Work to do. Count the lines in the listing below that contain the string "stone", with case taken into account. Reply with the number alone.

**********

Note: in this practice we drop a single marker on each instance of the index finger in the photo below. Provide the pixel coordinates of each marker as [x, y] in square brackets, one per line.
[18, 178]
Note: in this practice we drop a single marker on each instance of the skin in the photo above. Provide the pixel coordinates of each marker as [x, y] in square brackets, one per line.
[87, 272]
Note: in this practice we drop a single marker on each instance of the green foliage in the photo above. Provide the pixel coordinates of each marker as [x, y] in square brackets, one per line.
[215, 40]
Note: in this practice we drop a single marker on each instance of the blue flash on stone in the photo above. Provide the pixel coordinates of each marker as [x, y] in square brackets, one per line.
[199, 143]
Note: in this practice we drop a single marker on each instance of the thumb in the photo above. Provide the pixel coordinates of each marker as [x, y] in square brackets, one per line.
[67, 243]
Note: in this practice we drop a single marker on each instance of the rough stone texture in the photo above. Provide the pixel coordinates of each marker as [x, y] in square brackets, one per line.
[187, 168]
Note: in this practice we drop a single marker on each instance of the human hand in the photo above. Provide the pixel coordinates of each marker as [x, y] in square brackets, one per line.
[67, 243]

**********

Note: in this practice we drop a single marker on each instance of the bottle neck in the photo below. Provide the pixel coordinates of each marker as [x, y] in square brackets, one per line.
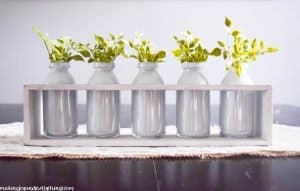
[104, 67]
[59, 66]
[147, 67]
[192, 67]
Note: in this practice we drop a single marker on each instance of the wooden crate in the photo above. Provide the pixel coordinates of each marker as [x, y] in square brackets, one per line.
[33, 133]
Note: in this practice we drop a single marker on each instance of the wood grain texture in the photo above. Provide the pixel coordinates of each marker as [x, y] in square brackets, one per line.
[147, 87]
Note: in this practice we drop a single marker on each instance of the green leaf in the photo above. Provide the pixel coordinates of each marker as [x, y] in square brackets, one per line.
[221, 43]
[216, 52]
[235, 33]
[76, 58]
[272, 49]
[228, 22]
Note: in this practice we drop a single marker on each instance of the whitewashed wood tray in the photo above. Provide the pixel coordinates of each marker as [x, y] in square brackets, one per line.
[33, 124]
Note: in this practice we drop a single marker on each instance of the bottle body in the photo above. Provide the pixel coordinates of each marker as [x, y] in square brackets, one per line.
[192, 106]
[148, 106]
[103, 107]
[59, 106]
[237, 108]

**********

Full answer. 2